## [What the task requires]
Rewrite each of the entries below so that "Marked points" becomes "Labeled points" wherever it occurs, with everything else left as it is.

## [Raw data]
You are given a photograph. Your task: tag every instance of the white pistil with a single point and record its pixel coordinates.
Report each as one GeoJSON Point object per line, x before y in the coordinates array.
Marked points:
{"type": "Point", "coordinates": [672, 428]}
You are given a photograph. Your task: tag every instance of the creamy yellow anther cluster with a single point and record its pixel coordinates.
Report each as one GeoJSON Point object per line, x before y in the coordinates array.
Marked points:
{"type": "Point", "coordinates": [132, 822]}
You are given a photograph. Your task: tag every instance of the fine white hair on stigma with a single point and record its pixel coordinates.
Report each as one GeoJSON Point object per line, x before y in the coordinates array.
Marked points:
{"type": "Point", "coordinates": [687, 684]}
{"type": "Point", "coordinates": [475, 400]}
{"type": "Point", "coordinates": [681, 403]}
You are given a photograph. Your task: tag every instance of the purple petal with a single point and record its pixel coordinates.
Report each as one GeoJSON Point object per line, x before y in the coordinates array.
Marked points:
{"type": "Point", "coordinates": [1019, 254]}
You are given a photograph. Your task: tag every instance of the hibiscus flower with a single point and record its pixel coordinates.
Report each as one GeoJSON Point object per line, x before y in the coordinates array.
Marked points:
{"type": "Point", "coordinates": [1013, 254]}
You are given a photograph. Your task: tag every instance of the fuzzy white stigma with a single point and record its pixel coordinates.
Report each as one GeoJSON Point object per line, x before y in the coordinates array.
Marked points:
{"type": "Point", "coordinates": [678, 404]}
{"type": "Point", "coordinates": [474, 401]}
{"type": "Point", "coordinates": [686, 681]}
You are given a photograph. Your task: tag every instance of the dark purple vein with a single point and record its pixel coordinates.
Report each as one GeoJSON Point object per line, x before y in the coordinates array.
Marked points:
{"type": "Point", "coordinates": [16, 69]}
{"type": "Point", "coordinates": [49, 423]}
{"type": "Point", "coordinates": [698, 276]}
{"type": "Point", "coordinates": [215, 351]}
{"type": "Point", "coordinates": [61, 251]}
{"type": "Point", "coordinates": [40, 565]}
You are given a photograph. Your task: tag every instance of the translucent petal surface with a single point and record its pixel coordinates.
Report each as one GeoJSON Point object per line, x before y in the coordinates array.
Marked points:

## [Exercise result]
You are given a photograph. Your task: tag every instance of the white pistil with a single point and record its pixel coordinates.
Report each as one GeoJSON Point object per line, x before y in the coordinates array.
Labeled points:
{"type": "Point", "coordinates": [672, 428]}
You are given a photograph. Your task: tag every instance of the creamy yellow anther cluster with a single point and record its pixel coordinates.
Report each as one GeoJSON Point object per line, x before y in the coordinates array.
Labeled points:
{"type": "Point", "coordinates": [132, 822]}
You are given a photograph. Your task: tag every instance of the fine white hair on stigma with a single point and record its pixel coordinates.
Report each as one GeoJSON Point object per line, x before y in the coordinates array.
Labeled points:
{"type": "Point", "coordinates": [687, 684]}
{"type": "Point", "coordinates": [475, 400]}
{"type": "Point", "coordinates": [681, 403]}
You are given a photograph. Your task: tag every instance of the purple petal with a single point and record its pixel coordinates.
Report each as one GeoJSON Point object per line, x before y in the coordinates array.
Labeled points:
{"type": "Point", "coordinates": [1019, 254]}
You are given a photograph. Your task: tag every instance of the hibiscus flower with a single point and record its pixel coordinates.
Report each as one GeoJSON Point object per line, x before y in the coordinates array.
Labeled points:
{"type": "Point", "coordinates": [1013, 254]}
You are given a photograph. Your task: tag every instance of the fuzzy white stigma with a single point and record its pixel coordinates.
Report each as one GeoJSON Point object per line, x before y in the coordinates array.
Labeled points:
{"type": "Point", "coordinates": [678, 404]}
{"type": "Point", "coordinates": [474, 401]}
{"type": "Point", "coordinates": [686, 681]}
You are given a photograph. Your task: tag every instance of the dark purple vein with a single point and record its pixel coordinates.
Report each as one GeoJSON Point object per line, x before y in the coordinates array.
Labeled points:
{"type": "Point", "coordinates": [16, 69]}
{"type": "Point", "coordinates": [49, 423]}
{"type": "Point", "coordinates": [698, 276]}
{"type": "Point", "coordinates": [215, 351]}
{"type": "Point", "coordinates": [61, 251]}
{"type": "Point", "coordinates": [40, 565]}
You are given a photograph. Your task: tag every instance of the translucent petal surface with a single point and record its pixel coordinates.
Report each as one GeoJSON Point object per line, x before y in the coordinates array.
Labeled points:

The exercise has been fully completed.